List every line in the records that contains the word "white". Case counts, so match capital and small letters as given.

* begin Data lines *

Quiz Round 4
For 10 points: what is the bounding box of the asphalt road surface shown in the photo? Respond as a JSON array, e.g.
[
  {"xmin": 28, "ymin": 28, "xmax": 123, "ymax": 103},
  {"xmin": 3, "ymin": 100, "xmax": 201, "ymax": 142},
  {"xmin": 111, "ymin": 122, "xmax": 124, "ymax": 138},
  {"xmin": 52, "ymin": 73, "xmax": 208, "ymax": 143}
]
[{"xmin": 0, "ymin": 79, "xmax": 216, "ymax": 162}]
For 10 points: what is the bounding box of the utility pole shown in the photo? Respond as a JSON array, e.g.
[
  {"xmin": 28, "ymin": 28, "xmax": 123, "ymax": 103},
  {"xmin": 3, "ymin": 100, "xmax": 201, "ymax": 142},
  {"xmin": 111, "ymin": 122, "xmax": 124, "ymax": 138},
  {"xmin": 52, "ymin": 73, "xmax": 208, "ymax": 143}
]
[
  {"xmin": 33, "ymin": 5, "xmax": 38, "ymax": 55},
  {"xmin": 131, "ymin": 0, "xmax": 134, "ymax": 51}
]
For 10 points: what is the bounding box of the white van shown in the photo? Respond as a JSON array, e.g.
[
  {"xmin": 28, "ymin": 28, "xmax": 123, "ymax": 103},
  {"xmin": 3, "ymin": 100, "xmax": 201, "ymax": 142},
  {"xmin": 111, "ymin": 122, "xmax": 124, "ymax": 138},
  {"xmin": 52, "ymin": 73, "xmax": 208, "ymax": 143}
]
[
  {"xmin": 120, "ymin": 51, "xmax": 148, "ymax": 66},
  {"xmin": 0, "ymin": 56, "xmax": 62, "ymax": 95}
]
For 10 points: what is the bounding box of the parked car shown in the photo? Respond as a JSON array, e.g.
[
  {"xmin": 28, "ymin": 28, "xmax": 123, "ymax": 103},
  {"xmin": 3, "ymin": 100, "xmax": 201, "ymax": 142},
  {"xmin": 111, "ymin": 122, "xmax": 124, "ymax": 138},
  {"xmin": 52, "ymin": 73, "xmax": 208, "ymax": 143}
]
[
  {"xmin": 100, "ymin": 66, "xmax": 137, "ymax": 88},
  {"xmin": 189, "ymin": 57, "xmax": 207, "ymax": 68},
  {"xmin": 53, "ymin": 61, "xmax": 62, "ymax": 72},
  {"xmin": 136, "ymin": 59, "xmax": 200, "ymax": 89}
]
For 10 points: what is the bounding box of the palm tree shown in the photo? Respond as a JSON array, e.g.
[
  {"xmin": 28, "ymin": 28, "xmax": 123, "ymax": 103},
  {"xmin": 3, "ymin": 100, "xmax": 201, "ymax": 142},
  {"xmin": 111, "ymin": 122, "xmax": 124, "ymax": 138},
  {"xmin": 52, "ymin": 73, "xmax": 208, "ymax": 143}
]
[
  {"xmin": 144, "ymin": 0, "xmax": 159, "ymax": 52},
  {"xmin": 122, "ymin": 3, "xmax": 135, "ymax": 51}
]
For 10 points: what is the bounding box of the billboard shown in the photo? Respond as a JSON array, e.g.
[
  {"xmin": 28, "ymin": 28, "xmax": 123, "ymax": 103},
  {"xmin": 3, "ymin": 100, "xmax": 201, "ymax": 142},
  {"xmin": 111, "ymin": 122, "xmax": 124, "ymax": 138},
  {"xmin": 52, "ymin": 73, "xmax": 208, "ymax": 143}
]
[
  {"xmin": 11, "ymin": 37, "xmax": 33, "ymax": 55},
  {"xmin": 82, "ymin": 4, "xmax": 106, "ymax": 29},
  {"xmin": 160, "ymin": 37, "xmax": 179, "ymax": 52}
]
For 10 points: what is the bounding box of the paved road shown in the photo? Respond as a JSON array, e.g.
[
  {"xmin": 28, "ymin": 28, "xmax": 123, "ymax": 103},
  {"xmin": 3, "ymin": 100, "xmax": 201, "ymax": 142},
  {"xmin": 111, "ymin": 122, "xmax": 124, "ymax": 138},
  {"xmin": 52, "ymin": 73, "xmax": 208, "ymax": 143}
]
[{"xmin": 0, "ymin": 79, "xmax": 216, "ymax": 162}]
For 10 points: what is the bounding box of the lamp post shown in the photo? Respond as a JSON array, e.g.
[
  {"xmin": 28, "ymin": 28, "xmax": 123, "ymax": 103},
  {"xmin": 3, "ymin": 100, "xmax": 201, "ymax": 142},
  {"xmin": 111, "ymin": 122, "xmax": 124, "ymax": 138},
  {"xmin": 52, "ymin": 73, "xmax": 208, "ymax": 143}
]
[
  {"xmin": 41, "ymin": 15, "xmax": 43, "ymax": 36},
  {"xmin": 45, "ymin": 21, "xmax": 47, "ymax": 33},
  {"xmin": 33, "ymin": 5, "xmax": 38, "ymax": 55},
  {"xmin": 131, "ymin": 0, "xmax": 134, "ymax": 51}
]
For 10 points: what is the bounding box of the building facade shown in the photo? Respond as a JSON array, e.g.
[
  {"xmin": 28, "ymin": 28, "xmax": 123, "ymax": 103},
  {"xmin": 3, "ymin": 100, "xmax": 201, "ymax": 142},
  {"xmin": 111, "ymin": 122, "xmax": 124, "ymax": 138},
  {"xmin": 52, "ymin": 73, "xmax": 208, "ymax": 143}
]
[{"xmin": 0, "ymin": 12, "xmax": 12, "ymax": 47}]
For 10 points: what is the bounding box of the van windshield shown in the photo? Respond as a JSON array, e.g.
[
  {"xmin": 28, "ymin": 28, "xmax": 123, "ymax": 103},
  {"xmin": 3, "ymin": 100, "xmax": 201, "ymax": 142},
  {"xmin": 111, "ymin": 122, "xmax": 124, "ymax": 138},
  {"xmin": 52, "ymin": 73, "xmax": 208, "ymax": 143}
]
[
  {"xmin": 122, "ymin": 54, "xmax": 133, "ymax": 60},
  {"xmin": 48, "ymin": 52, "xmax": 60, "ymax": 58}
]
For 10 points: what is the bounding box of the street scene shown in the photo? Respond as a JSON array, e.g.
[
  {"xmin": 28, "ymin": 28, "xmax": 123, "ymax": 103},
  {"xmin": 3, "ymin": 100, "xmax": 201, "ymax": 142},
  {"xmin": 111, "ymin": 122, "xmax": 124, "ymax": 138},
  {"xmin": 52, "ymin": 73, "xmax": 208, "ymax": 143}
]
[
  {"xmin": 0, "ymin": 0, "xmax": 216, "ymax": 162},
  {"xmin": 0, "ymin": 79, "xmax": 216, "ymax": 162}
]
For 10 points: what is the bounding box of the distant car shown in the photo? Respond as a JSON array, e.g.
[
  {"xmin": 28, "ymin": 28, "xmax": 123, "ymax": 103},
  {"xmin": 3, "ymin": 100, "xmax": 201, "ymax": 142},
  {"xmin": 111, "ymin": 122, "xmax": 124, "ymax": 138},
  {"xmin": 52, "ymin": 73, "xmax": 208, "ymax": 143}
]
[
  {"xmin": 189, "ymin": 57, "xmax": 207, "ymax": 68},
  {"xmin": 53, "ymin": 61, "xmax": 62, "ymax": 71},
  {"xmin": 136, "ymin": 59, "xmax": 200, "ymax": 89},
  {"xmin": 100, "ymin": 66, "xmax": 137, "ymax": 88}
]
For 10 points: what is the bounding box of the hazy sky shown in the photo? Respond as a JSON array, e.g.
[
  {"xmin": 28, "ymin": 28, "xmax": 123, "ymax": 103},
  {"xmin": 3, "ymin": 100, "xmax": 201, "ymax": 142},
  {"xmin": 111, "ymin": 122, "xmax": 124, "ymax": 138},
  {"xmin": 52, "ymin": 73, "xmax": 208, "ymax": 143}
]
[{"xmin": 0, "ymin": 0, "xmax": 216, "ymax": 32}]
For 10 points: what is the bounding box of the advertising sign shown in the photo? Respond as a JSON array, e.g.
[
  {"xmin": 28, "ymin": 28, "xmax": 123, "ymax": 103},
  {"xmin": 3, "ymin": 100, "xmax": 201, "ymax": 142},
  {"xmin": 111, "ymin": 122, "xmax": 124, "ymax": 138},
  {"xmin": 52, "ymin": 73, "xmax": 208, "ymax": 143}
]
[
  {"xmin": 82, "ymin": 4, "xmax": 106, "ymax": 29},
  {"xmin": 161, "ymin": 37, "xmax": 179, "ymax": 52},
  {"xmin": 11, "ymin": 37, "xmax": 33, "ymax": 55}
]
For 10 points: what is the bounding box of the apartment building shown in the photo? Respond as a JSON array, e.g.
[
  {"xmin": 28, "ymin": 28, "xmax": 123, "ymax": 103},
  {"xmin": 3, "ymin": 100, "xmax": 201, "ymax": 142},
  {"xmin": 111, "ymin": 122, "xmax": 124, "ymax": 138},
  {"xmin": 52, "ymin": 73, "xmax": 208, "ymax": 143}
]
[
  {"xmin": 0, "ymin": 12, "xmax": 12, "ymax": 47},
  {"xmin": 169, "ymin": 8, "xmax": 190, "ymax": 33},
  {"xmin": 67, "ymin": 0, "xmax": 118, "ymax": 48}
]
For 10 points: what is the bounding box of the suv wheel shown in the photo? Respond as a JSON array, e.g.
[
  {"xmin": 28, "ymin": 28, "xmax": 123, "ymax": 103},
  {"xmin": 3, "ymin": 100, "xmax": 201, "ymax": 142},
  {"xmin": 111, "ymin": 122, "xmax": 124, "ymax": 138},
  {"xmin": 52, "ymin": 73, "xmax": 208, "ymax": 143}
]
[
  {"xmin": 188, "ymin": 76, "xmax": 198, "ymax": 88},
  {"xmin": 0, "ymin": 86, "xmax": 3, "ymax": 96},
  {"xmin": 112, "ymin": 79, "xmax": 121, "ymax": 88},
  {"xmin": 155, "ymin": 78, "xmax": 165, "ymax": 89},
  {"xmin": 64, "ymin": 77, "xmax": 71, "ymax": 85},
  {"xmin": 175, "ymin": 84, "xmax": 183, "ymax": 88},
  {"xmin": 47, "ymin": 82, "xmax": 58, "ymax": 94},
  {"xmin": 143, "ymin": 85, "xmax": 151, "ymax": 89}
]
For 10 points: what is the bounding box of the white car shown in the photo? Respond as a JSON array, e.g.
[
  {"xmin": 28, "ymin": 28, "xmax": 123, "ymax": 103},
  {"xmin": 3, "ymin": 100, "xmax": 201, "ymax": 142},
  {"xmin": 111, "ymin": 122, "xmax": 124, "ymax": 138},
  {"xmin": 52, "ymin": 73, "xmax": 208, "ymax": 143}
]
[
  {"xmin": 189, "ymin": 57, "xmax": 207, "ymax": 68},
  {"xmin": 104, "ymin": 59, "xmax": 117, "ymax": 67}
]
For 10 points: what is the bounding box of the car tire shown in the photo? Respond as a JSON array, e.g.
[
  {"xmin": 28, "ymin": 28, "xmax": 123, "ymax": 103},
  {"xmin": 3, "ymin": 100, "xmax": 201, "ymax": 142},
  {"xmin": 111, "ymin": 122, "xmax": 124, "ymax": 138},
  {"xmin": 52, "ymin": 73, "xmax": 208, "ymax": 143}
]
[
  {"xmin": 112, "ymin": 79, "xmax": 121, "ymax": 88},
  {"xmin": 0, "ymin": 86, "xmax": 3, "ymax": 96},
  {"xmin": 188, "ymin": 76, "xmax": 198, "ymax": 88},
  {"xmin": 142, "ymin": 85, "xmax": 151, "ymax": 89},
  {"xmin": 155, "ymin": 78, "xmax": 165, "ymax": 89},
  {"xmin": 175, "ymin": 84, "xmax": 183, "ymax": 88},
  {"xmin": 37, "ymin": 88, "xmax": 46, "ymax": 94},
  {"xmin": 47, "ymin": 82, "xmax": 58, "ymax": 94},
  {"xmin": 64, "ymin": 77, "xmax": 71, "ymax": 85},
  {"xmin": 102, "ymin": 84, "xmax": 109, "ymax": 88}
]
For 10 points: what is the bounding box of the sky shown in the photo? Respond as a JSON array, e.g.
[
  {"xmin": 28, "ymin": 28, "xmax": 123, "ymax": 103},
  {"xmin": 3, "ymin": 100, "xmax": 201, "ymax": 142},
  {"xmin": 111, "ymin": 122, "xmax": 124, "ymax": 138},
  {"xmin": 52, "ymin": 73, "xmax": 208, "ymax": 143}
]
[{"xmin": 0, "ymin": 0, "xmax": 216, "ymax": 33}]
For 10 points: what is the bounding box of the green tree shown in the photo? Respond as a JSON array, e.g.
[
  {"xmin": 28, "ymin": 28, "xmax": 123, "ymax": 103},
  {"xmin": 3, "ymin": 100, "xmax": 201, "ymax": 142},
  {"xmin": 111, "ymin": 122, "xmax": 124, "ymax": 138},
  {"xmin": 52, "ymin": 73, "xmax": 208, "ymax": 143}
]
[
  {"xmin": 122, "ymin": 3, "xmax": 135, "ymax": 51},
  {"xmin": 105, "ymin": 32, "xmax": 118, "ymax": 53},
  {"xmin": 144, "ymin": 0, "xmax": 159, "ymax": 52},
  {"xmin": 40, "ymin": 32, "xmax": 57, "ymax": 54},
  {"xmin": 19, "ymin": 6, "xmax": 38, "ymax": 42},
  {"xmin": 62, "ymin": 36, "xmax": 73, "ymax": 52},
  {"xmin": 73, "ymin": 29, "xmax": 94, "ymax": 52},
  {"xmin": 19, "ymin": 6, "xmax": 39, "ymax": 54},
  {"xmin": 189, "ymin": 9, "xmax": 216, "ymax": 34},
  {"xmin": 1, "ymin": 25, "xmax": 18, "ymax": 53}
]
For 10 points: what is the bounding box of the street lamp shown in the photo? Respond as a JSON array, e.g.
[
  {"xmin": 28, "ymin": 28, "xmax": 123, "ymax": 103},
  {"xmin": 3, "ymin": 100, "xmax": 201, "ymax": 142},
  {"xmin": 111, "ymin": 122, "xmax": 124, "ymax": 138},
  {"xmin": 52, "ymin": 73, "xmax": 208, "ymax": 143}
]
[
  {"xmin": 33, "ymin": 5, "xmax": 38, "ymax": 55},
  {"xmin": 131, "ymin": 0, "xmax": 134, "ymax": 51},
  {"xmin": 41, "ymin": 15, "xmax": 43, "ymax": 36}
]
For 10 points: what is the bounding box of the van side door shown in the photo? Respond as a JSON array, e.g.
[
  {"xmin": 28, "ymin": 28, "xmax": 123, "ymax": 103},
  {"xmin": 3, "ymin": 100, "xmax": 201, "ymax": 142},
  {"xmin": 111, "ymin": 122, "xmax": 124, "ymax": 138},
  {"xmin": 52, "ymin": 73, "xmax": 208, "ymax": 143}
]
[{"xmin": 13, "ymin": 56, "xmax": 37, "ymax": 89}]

* end Data lines *

Problem solution.
For 10 points: what is the bounding box of the white van shown in the photo? Respond as a JSON array, e.g.
For 10 points: what is the bounding box of the white car shown in the photo? Respond as a JSON array, e.g.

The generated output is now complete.